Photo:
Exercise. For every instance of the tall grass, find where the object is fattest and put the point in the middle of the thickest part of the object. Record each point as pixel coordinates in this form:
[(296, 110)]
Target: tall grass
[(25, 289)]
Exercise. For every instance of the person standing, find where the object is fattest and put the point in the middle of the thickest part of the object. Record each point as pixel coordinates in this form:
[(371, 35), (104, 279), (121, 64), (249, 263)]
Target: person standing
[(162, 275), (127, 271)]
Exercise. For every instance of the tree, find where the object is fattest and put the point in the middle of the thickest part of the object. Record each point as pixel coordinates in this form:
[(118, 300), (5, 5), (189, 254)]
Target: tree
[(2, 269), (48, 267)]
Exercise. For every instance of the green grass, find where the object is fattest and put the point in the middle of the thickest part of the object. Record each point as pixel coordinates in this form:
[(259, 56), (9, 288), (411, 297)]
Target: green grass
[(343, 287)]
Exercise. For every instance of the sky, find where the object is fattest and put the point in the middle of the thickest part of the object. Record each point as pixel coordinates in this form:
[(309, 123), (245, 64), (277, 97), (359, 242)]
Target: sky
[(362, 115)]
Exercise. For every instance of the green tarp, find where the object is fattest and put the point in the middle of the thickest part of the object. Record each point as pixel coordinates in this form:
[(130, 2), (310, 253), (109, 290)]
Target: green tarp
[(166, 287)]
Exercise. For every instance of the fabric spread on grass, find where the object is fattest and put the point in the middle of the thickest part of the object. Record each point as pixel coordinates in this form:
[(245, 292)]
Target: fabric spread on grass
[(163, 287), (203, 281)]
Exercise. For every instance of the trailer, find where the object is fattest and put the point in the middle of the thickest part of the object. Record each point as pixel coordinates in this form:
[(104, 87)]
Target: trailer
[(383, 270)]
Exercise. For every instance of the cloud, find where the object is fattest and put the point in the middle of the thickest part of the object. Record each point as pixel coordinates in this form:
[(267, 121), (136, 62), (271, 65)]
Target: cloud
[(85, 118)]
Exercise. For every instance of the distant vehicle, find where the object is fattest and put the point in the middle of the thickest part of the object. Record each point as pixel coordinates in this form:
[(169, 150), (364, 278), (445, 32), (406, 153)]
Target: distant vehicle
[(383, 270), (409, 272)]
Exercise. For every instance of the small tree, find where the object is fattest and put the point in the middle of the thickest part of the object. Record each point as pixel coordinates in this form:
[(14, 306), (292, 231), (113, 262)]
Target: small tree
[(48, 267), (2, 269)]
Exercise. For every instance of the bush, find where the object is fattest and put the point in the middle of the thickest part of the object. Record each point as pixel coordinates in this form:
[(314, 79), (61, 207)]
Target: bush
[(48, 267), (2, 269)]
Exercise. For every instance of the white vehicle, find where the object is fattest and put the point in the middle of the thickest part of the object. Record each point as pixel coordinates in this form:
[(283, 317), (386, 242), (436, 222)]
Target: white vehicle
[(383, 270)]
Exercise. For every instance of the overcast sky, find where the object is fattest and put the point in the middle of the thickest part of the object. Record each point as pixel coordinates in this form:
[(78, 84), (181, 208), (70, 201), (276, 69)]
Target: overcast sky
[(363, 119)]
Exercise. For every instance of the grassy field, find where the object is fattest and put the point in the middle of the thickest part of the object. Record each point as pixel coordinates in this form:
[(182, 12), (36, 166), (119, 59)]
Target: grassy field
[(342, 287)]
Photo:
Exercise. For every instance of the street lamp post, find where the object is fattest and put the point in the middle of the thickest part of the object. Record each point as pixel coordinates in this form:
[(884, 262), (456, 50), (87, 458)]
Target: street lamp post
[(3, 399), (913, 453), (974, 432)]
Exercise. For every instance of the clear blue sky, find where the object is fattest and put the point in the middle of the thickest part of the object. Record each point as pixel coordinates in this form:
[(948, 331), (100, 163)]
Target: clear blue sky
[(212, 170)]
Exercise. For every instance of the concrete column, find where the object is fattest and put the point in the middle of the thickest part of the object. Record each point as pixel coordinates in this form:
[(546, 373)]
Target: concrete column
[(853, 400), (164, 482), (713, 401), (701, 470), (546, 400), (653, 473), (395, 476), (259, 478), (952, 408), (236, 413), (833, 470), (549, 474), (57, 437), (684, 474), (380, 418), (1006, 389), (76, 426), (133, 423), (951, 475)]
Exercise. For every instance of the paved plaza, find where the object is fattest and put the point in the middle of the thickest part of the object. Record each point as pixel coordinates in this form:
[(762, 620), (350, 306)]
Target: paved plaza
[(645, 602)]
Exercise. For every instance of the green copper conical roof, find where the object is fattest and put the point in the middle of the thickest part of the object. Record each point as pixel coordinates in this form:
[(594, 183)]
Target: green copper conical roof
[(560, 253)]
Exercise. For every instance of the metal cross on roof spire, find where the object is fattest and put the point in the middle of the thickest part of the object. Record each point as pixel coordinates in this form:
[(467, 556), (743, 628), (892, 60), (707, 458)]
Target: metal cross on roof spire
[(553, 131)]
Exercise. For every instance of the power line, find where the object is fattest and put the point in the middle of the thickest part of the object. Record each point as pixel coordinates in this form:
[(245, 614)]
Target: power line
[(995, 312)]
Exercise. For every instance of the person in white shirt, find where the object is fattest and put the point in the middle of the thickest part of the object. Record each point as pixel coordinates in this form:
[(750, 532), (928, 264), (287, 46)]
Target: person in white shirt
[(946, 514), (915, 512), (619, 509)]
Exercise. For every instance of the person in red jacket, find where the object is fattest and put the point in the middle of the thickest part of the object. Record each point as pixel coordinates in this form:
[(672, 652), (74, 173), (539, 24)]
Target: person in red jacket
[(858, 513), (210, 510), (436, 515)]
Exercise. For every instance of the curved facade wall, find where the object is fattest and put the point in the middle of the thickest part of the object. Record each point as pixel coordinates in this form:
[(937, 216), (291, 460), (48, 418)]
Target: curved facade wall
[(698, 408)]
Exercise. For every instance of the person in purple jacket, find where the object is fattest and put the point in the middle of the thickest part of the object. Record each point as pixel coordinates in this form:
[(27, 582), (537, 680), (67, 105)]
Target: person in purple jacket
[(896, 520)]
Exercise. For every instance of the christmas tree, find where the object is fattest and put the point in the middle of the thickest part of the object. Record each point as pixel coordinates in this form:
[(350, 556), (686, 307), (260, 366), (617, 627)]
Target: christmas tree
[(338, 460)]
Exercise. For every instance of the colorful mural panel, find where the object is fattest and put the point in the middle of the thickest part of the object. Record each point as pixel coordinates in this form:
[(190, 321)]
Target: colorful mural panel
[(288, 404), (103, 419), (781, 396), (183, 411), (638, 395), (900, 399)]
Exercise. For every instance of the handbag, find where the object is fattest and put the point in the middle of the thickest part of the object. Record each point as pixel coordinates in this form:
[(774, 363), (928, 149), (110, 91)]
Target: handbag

=-=-=

Substitute "widest" for "fattest" in all of the rows above, and write the rows out again with nothing else changed.

Photo:
Exercise. For every instance of the tall grass, find where the object is widest and put the point in the middle of the thickest part of the object. Record each point as pixel coordinates in this form:
[(296, 110)]
Target: tall grass
[(25, 289)]
Exercise. For every instance of the person standing, find where the object is widest and put the point in the middle of the thickest part of the object. Record each point as pixel coordinates in this form:
[(371, 35), (104, 279), (121, 64), (249, 263)]
Target: person standing
[(162, 275), (127, 271)]
Exercise. For every instance of the tree, find where the object is widest and put the point in the middle of the thickest part of the object. Record each point as pixel coordinates in this form:
[(118, 300), (5, 5), (189, 254)]
Target: tree
[(2, 269), (48, 267)]
Exercise. For every instance of the green grass, find where the object is widest and put the point in the middle of the thickest part of the object. Record each point as pixel coordinates in this form:
[(259, 56), (9, 288), (411, 297)]
Target: green grass
[(343, 287)]
Exercise. For every instance of the sky, find where the object is widest and put the point in the middle of the thickest part of the object. Record each point as pixel coordinates in this form:
[(309, 123), (245, 64), (277, 97), (359, 242)]
Target: sky
[(362, 115)]
Exercise. For every instance of the green tarp, find where the object is widest and put the point in the middle of the thickest part of the object. Record each point as pixel coordinates in this form:
[(130, 2), (310, 253), (109, 290)]
Target: green tarp
[(166, 287)]
Exercise. For every instance of the fabric spread on grass, find where the object is widest and put the point in the middle of the thickest part of the object. Record each point as pixel coordinates in this form:
[(245, 292)]
Target: fabric spread on grass
[(163, 287), (203, 281)]
Exercise. For every instance of the trailer, find where the object is widest and put the point in the middle of the thickest part of the object. Record each point as pixel coordinates in this form:
[(104, 87)]
Target: trailer
[(383, 270)]
Exercise. For every instance of the cloud, find where the object is widest and put the point in the middle of the thickest part of the object. Record each point as pixel coordinates in this form:
[(267, 121), (136, 62), (271, 65)]
Target: cloud
[(85, 118)]
Exercise. For every instance of the distant vehicle, find where the object is widest and put the point in the middle of the thickest part of the object. Record each point as pixel coordinates in this form:
[(169, 150), (364, 278), (445, 32), (406, 153)]
Target: distant vehicle
[(383, 270), (409, 272)]
Exercise. For every instance of the small tree, find where the object is widest and put the point in the middle of the thickest part of the object. Record each point as pixel coordinates in this form:
[(14, 306), (292, 231), (113, 262)]
Target: small tree
[(48, 267), (2, 269)]
Exercise. For every instance of the bush, find where the object is widest and put the point in the middle of the thickest part of the object. Record each point as pixel coordinates in this form:
[(314, 79), (61, 207)]
Target: bush
[(48, 267), (2, 269)]
Exercise. For every instance of the white vehicle, find where the object is widest and put the point in the middle of the thickest part of the object. Record each point as pixel coordinates in this form:
[(283, 317), (386, 242), (436, 222)]
Target: white vehicle
[(383, 270)]
Exercise. For every instance of the overcast sky, find where the object is widest and put the point in the middle of the thickest part of the object. Record each point as pixel coordinates in this form:
[(78, 84), (181, 208), (70, 201), (276, 69)]
Target: overcast sky
[(363, 119)]
Exercise. For every instance of the grassy field, find where the object is widest and put the point in the middle of the thickest part of the object. Record each point as pixel coordinates in this form:
[(182, 12), (36, 166), (119, 59)]
Target: grassy field
[(342, 287)]
Photo:
Exercise. For every instance of the street lamp post, find where the object is widest and put the point in the middle of the thickest part of the object. Record each point as pixel coordinates in this form:
[(884, 262), (456, 50), (87, 458)]
Target: street lamp post
[(3, 399), (913, 453), (974, 432)]
Exercise. For every instance of the clear blue sky, find where the object is widest and put the point in the middle of the thickest part of the object. Record each point as pixel coordinates in this form:
[(948, 331), (100, 163)]
Target: clear blue sky
[(212, 170)]
Exercise. For every instance of the concrete column, find where the object is widest and put the point in the middle of the thickest part of the object. Record each point as pixel coordinates in this form:
[(546, 373)]
Target: concrete column
[(853, 400), (164, 482), (713, 401), (701, 470), (546, 400), (653, 473), (395, 476), (259, 478), (952, 408), (236, 413), (833, 470), (549, 474), (57, 437), (684, 474), (380, 418), (1006, 389), (76, 426), (133, 423), (951, 475)]
Exercise. For every instance of the paved plaza, find where the object is widest and put the point in the middle of the thickest part of the object. Record each point as pixel coordinates in this form:
[(762, 620), (350, 306)]
Target: paved plaza
[(645, 602)]
Exercise. For every instance of the green copper conical roof, find where the object is widest and put the point in the middle of the thickest part of the object. Record each point as pixel coordinates in this form:
[(594, 183)]
Target: green copper conical roof
[(560, 253)]
Exercise. For every instance of the metal cross on roof spire, find where the object is widest and put the point in the middle of the thickest part of the object. Record each point as pixel coordinates in this form:
[(467, 556), (743, 628), (892, 60), (707, 458)]
Target: metal cross on roof spire
[(553, 131)]
Exercise. For every instance of the power line, find where the object is widest and put the point in the middle of the thickest part of the object. Record each point as pixel coordinates in this form:
[(245, 614)]
Target: power line
[(995, 312)]
Exercise. For every instance of the person in white shirt, find where the object is widest and put the point in the middle of the thickest part of the object. Record each point as pixel coordinates in this form:
[(750, 532), (928, 264), (287, 46)]
Target: person in white shirt
[(946, 514), (915, 512), (619, 509)]
Exercise. For every instance of the person in red jacket, find where the object is widest and put the point in the middle of the thickest part of the object. Record each point as pixel coordinates in this form:
[(672, 652), (74, 173), (539, 24)]
Target: person in red jacket
[(858, 513), (210, 510), (436, 515)]
Exercise. For every instance of the curved facade wall, find where the object is widest and put the point in the middle of the thickest part of the object. Record each point as pixel coordinates in this form:
[(937, 216), (291, 460), (48, 418)]
Target: curved facade wall
[(698, 408)]
Exercise. For every instance of the person in purple jacket, find where the object is widest and put the point in the middle of the thickest part of the object. Record each point as pixel coordinates in this form:
[(27, 582), (537, 680), (67, 105)]
Target: person in purple jacket
[(896, 520)]
Exercise. For every instance of the christmas tree, find where the object is widest and put the point in the middle of the thickest part of the object. Record each point as pixel coordinates in this form:
[(350, 556), (686, 307), (260, 366), (617, 627)]
Target: christmas tree
[(338, 460)]
Exercise. For every instance of the colorful mural panel, find where the object is widest and put the point in the middle of the thickest part of the object. Record each point as pixel coordinates in this form:
[(190, 321)]
Target: colorful mural panel
[(288, 404), (103, 419), (781, 396), (183, 411), (638, 395), (900, 399)]
Exercise. For every instance of the handbag, find where the object is widest and put the point in the middle of the thickest part of the object. Record each point as pixel coordinates in this form:
[(774, 363), (928, 149), (110, 91)]
Target: handbag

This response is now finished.